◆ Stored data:
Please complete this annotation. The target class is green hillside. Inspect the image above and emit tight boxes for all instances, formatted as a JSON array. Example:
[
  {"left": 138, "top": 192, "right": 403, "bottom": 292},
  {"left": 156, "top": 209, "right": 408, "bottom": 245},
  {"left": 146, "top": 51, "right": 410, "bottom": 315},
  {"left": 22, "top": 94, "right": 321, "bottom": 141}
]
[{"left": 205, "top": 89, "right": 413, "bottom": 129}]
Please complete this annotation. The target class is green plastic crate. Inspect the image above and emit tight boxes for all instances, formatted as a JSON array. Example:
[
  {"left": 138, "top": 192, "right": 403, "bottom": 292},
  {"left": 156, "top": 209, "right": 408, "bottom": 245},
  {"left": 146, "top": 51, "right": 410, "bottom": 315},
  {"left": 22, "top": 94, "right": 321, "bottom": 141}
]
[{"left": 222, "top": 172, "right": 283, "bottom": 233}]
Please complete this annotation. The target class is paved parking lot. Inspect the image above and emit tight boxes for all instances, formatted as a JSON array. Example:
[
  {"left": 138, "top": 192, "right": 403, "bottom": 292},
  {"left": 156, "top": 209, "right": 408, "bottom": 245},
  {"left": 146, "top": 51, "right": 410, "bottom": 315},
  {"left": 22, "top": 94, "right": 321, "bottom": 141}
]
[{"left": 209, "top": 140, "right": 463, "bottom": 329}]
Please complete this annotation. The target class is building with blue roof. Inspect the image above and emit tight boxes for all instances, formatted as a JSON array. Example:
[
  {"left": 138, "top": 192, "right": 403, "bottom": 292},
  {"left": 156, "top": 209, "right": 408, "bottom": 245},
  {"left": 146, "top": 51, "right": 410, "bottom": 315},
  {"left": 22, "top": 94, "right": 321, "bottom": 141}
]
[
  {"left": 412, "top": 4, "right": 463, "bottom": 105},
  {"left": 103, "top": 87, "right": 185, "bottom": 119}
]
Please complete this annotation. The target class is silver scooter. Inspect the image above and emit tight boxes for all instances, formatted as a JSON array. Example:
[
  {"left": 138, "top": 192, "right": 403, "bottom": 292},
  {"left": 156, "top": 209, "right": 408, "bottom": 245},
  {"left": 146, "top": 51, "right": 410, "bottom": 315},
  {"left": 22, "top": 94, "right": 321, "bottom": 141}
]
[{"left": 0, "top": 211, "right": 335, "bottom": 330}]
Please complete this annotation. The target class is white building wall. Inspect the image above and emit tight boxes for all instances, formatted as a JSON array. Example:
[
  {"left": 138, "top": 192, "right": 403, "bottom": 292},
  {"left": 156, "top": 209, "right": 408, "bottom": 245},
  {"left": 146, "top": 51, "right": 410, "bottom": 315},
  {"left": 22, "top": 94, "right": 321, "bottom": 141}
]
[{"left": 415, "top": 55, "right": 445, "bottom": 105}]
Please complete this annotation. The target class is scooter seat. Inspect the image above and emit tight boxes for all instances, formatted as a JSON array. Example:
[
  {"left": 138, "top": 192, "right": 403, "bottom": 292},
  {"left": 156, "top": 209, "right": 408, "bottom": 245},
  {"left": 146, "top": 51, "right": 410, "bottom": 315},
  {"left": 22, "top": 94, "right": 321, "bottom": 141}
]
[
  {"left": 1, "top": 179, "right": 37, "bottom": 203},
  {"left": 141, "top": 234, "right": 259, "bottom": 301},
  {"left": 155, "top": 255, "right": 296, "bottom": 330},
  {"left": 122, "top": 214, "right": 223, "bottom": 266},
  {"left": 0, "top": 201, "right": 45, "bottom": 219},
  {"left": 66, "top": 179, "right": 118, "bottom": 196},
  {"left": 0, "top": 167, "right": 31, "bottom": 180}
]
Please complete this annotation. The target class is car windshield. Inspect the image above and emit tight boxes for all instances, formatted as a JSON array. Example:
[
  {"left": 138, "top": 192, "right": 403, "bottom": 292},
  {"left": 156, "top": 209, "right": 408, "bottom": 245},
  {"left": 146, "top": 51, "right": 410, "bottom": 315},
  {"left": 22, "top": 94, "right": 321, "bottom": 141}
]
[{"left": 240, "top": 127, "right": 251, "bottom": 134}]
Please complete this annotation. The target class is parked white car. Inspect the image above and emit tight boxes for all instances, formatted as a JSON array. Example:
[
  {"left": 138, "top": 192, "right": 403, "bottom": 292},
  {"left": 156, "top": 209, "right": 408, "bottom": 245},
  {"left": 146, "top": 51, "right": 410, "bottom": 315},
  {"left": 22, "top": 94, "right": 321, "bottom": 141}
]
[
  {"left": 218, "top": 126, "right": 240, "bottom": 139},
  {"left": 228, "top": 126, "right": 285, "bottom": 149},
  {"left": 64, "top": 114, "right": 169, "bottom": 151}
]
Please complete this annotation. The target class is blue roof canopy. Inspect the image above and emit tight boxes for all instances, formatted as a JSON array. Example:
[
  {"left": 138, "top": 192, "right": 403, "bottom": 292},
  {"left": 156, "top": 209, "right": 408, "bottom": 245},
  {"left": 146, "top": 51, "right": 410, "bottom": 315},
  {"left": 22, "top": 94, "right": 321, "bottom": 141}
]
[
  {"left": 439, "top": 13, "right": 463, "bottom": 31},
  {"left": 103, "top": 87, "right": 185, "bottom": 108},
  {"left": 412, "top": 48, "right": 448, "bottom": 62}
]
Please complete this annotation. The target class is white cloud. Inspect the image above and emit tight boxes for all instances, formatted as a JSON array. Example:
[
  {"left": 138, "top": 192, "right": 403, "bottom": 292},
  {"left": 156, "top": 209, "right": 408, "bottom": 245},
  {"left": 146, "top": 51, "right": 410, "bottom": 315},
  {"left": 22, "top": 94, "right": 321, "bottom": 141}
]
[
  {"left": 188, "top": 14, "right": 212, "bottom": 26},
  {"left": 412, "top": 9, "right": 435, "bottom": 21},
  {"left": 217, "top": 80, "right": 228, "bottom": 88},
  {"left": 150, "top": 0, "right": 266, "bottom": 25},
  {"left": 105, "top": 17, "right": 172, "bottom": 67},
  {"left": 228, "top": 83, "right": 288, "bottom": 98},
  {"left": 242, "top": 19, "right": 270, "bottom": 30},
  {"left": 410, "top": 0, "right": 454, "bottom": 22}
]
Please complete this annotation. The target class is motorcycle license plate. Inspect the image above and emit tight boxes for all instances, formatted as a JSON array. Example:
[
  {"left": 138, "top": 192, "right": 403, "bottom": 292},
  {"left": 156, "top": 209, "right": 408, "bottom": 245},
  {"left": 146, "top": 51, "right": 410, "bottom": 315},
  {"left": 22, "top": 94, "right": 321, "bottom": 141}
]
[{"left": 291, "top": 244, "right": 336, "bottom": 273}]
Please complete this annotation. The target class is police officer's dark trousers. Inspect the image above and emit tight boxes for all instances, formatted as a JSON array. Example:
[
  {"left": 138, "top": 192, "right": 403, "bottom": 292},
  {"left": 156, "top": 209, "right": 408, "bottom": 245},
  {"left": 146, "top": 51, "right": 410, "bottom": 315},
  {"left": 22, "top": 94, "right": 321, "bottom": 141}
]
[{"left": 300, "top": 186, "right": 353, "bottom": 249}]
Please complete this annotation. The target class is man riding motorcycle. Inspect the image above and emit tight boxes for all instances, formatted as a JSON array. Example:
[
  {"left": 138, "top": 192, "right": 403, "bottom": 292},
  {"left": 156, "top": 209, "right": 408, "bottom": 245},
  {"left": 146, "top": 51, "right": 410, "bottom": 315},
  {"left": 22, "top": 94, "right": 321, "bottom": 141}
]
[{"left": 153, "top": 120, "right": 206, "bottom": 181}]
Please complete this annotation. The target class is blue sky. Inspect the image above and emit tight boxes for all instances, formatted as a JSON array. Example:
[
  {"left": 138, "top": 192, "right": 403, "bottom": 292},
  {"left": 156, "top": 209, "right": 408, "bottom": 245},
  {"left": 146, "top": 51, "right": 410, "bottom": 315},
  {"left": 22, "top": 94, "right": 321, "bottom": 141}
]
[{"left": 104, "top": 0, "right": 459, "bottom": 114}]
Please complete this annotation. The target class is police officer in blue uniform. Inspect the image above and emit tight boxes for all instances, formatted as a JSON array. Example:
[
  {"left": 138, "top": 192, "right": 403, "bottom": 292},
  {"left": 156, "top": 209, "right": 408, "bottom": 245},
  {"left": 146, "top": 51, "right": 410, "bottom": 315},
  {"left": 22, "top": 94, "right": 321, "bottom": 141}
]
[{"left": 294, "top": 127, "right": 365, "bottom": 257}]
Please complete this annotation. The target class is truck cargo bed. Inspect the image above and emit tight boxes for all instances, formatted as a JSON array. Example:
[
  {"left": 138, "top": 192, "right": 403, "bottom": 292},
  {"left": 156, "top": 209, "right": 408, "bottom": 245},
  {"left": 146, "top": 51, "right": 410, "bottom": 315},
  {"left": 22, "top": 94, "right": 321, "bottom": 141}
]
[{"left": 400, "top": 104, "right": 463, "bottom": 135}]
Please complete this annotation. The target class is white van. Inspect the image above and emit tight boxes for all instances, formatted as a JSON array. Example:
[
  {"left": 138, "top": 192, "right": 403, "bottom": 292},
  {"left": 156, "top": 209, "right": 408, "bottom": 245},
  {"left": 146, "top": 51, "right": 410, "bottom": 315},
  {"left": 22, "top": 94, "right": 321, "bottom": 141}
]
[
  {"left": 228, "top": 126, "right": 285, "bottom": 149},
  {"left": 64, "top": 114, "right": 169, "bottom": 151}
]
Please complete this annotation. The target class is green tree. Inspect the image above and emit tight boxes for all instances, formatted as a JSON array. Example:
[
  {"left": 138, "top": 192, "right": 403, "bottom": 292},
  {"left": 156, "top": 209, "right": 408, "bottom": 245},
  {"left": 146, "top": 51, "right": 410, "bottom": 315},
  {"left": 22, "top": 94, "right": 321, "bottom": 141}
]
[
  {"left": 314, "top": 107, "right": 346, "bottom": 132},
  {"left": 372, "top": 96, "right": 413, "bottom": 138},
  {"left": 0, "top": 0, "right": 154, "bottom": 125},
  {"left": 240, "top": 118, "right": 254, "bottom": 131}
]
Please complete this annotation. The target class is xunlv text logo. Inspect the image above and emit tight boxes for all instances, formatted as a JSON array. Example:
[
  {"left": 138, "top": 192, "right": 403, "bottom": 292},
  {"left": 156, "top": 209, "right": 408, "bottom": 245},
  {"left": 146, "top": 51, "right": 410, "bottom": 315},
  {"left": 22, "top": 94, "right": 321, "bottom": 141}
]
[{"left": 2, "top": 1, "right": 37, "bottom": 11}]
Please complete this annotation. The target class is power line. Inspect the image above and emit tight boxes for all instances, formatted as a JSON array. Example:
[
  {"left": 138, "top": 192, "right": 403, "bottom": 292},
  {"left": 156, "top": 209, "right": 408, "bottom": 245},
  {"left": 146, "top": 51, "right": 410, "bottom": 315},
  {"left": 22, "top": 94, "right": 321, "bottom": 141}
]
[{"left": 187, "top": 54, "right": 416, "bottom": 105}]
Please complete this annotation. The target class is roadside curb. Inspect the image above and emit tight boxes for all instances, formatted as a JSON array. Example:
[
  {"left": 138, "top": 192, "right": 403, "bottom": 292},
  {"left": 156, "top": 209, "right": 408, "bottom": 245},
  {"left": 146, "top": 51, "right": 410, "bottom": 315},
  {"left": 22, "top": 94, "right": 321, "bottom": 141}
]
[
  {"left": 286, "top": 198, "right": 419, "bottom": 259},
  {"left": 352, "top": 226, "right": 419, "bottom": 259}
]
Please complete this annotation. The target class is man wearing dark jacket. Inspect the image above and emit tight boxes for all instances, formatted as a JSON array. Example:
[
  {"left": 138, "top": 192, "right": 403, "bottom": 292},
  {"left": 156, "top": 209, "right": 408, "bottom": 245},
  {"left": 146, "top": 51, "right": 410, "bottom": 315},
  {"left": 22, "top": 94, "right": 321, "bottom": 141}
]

◆ Problem to solve:
Find every line in the records above that contains the word "police" and copy each of those lines in full.

◆ Written reply:
Please complete this annotation. The target class is police officer's dark trousers. Inspect the image above and emit tight boxes for all instances, formatted as a JSON array. Example:
Please complete this annotation. The target class is police officer in blue uniform. Inspect the image above and emit tight boxes for all instances, formatted as a JSON array. Example:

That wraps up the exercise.